━━ RECORDED DATA ━━

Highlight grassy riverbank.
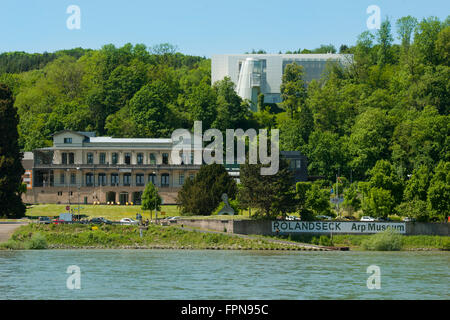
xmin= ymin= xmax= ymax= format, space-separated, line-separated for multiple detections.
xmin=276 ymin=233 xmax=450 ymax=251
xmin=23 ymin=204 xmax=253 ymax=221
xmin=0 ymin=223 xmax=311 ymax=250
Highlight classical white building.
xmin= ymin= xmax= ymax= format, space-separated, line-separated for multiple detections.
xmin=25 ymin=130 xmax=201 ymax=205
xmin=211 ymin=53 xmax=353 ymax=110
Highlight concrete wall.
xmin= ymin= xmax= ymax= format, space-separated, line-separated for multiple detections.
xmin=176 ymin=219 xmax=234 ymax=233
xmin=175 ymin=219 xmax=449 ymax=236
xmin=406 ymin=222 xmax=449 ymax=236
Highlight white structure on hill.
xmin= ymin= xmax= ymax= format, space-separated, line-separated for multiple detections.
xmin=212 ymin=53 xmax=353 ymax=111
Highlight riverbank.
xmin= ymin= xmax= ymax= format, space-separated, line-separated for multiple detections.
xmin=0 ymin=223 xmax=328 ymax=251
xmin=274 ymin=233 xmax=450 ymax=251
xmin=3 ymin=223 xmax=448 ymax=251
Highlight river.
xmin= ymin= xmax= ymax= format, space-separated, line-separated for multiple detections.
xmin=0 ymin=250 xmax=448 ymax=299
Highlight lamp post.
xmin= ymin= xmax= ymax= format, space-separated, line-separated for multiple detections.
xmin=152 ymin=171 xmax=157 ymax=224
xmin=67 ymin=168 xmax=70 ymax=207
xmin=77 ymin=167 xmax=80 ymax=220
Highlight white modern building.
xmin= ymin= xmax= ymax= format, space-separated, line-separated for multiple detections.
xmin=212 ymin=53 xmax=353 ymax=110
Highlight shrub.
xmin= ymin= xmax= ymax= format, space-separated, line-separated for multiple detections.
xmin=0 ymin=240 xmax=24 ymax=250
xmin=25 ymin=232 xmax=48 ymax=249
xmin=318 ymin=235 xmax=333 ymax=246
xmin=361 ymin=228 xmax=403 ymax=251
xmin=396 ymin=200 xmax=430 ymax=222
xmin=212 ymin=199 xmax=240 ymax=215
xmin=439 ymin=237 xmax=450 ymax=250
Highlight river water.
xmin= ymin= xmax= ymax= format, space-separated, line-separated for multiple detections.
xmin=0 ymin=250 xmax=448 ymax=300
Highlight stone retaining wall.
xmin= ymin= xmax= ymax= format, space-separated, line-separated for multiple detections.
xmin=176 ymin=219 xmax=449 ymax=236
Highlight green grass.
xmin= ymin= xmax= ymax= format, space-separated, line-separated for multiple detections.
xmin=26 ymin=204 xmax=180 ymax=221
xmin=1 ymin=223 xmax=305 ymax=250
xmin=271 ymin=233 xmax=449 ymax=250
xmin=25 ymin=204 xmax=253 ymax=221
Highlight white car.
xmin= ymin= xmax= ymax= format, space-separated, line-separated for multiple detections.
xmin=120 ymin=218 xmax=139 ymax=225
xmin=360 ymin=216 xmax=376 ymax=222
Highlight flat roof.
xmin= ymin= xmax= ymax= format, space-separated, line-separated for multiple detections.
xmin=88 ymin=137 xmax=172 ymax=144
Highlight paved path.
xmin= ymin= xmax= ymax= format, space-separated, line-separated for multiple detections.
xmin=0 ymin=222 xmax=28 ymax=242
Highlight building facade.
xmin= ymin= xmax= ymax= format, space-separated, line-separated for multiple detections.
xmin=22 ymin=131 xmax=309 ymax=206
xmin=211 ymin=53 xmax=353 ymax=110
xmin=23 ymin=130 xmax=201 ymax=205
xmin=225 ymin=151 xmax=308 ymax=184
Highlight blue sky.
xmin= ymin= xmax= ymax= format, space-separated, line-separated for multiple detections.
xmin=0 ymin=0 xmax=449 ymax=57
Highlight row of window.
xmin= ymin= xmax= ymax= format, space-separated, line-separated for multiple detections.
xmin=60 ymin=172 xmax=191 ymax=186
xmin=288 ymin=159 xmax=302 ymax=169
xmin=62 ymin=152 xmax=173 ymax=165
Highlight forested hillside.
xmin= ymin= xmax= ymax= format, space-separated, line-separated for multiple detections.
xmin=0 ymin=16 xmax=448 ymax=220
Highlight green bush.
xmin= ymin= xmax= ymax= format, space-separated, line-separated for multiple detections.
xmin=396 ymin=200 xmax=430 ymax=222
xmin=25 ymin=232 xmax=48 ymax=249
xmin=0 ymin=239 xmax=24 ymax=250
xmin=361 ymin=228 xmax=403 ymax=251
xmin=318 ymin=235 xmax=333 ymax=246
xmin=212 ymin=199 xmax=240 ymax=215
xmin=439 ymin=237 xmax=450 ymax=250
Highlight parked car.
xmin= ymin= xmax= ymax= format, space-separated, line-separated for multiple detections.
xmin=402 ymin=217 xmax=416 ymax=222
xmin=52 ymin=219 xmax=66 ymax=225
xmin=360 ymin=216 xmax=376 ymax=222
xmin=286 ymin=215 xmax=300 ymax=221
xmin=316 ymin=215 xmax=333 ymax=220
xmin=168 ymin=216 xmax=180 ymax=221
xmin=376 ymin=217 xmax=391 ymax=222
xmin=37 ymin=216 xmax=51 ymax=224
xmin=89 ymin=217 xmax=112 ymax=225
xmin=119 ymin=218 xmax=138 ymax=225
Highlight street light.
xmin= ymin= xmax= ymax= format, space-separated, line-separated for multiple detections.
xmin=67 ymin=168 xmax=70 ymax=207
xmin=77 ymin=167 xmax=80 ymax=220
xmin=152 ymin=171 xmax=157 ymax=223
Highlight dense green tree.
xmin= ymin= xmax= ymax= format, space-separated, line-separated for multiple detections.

━━━
━━ RECORDED DATA ━━

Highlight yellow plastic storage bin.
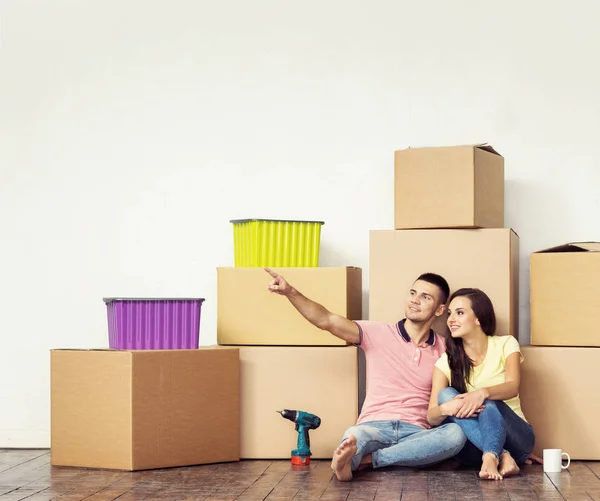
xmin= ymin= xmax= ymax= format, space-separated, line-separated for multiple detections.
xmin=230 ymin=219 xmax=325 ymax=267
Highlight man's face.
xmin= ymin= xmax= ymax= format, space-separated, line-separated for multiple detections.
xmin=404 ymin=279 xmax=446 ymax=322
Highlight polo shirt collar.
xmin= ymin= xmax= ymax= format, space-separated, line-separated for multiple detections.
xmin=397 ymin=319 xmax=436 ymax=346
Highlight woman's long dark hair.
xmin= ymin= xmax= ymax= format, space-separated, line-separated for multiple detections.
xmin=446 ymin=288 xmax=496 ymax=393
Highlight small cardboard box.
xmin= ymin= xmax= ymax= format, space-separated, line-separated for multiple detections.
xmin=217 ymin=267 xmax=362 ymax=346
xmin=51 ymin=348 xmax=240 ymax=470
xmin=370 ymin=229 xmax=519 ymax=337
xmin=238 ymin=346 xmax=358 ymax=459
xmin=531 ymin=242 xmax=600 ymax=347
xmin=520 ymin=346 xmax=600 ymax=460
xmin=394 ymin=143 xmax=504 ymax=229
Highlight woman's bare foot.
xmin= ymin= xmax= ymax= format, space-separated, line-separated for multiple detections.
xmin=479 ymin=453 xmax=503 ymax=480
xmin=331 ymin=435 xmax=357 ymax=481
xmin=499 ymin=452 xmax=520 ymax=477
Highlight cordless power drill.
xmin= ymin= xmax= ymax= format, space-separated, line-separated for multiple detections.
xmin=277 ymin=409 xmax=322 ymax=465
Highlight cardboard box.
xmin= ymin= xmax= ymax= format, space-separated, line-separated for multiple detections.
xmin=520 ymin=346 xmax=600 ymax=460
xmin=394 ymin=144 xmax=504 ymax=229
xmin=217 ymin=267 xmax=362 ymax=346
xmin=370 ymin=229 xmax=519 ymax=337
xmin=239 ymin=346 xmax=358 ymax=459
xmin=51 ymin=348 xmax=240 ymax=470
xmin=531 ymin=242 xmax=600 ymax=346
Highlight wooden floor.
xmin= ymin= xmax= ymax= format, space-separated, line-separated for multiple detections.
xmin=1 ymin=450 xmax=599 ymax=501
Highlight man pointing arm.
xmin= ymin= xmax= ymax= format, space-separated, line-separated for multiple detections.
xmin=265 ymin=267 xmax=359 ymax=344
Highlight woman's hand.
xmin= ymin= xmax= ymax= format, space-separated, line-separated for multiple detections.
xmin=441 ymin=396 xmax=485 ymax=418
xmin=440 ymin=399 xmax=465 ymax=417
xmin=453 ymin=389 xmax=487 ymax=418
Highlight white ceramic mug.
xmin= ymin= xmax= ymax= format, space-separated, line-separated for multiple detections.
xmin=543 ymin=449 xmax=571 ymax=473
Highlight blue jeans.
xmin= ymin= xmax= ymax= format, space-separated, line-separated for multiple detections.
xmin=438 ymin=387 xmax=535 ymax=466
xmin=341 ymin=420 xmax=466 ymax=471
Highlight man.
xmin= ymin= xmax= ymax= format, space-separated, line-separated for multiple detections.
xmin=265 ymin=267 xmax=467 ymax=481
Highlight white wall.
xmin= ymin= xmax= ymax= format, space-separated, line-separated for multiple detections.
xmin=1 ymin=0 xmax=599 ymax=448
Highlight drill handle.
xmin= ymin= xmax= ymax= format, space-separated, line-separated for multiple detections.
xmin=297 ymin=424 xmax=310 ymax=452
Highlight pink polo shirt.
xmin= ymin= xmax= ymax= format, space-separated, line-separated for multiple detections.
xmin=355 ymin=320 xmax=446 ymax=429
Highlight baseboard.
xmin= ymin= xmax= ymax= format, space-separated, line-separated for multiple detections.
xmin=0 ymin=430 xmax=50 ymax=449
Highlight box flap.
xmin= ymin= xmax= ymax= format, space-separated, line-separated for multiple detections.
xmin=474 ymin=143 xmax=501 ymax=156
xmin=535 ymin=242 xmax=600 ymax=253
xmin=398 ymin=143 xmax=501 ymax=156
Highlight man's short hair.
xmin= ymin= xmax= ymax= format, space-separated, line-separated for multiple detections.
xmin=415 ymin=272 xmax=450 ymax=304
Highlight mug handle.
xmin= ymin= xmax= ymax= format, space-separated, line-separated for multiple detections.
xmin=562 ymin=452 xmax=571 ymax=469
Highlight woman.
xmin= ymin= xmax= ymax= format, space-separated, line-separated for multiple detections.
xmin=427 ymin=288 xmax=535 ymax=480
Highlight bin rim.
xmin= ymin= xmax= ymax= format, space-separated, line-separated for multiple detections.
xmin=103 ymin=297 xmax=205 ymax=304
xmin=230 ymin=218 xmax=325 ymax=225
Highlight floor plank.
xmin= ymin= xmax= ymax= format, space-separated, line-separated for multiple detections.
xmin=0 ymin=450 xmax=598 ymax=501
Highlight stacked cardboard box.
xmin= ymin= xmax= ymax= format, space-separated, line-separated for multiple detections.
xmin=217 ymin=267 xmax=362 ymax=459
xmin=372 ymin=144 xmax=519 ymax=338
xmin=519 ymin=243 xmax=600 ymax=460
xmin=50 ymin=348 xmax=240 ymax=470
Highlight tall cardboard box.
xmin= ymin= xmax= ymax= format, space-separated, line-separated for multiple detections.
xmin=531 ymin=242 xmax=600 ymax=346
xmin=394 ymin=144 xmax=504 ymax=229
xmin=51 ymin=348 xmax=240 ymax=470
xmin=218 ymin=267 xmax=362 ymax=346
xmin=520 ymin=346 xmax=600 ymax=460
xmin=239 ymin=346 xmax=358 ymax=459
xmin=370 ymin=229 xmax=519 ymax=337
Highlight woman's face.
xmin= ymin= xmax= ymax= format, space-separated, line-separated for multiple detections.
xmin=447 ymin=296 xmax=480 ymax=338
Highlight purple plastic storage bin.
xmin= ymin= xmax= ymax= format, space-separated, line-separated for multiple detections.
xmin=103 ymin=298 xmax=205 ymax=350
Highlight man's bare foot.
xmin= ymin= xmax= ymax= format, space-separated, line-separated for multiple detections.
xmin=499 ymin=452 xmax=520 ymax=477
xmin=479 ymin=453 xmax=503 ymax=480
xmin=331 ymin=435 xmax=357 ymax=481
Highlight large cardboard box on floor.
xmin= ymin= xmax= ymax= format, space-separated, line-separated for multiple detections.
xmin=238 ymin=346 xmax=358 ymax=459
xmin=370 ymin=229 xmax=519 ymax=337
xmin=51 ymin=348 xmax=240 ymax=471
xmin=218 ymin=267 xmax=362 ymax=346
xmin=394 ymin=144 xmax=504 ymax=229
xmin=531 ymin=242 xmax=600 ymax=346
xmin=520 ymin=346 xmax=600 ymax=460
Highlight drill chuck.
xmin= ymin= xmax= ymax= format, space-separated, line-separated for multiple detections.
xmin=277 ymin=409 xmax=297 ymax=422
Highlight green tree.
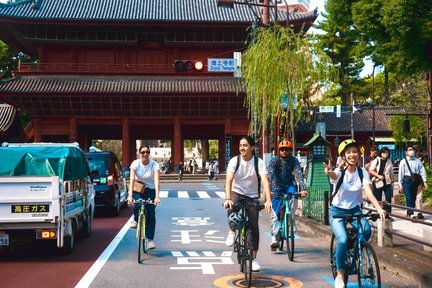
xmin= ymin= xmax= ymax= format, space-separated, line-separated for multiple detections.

━━━

All lines above with the word "bare" need to be reported.

RESULT OF THE TASK
Highlight woman's bare foot.
Highlight man's bare foot.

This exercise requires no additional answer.